### Provided passage
---*---

I envisioned Norm as a young man leading off from first base. He wore a pinstripe jersey and rolled his pants up to his knees. His wide ears cast shadows on his blue hat’s outer seam. He bounced on his toes and clapped at the pitcher, egging him to attempt a pickoff. And when the pitcher delivered the ball to the plate, Norm bolted for second base. Before his gait had slowed, perhaps because of arthritis or a fastball to the spine, Norm must have run with small, gritty steps—thin thighs willing his body over wet dirt. I pictured him sliding head-first through pebbles on an unkempt field, and wondered if such slides had produced those faint scars I’d seen on his elbow tips. Those injuries, I thought, were well-earned, even admirable—unlike my father’s neck bruise.

My father was buried in a graveyard adjacent to my team’s home field, one hundred yards beyond the fence. I’d never seen his headstone. Several times, my mom had invited me to join my sisters and her at the gravesite, where we might reminisce about my father’s life. But I always refused. I was angry at him for leaving so suddenly, for inflicting trauma on my family. He did not deserve my presence at his grave.

---*---

### Problem details
Copy out the passage above about Norm and the father buried beside the home field, word for word and in full.

### Given information
---*---

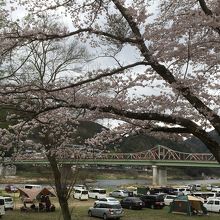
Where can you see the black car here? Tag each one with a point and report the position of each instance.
(132, 203)
(153, 201)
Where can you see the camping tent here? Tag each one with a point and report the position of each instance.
(188, 205)
(31, 195)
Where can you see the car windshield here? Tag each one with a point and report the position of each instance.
(115, 206)
(135, 199)
(112, 200)
(2, 202)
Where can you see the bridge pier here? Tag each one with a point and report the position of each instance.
(159, 175)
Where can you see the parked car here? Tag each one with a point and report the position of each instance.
(78, 186)
(212, 205)
(97, 193)
(209, 187)
(81, 194)
(2, 206)
(106, 210)
(132, 203)
(108, 200)
(119, 193)
(9, 203)
(168, 199)
(11, 189)
(181, 191)
(153, 201)
(198, 187)
(216, 189)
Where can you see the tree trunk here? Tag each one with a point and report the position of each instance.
(61, 189)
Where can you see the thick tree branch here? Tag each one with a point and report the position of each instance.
(28, 88)
(41, 36)
(208, 12)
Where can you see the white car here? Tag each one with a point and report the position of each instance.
(108, 200)
(2, 206)
(9, 203)
(119, 193)
(212, 205)
(181, 191)
(168, 199)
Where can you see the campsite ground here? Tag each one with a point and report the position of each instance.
(80, 208)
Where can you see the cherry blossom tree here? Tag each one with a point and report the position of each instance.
(174, 58)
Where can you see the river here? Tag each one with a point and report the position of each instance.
(116, 183)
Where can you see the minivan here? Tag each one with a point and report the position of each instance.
(106, 211)
(32, 186)
(9, 203)
(97, 193)
(153, 201)
(2, 206)
(81, 194)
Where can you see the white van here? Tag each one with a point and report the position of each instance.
(9, 203)
(79, 187)
(2, 206)
(81, 194)
(32, 186)
(213, 205)
(181, 191)
(97, 193)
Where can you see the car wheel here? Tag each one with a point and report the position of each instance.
(89, 213)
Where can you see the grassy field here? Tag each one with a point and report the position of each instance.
(79, 212)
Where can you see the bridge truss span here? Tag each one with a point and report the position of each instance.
(157, 153)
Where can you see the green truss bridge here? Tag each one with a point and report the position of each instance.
(159, 158)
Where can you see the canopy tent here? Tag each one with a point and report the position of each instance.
(31, 195)
(187, 205)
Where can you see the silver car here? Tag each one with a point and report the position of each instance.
(106, 210)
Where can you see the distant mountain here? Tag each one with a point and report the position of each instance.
(197, 146)
(144, 142)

---*---

### Task result
I envisioned Norm as a young man leading off from first base. He wore a pinstripe jersey and rolled his pants up to his knees. His wide ears cast shadows on his blue hat’s outer seam. He bounced on his toes and clapped at the pitcher, egging him to attempt a pickoff. And when the pitcher delivered the ball to the plate, Norm bolted for second base. Before his gait had slowed, perhaps because of arthritis or a fastball to the spine, Norm must have run with small, gritty steps—thin thighs willing his body over wet dirt. I pictured him sliding head-first through pebbles on an unkempt field, and wondered if such slides had produced those faint scars I’d seen on his elbow tips. Those injuries, I thought, were well-earned, even admirable—unlike my father’s neck bruise.

My father was buried in a graveyard adjacent to my team’s home field, one hundred yards beyond the fence. I’d never seen his headstone. Several times, my mom had invited me to join my sisters and her at the gravesite, where we might reminisce about my father’s life. But I always refused. I was angry at him for leaving so suddenly, for inflicting trauma on my family. He did not deserve my presence at his grave.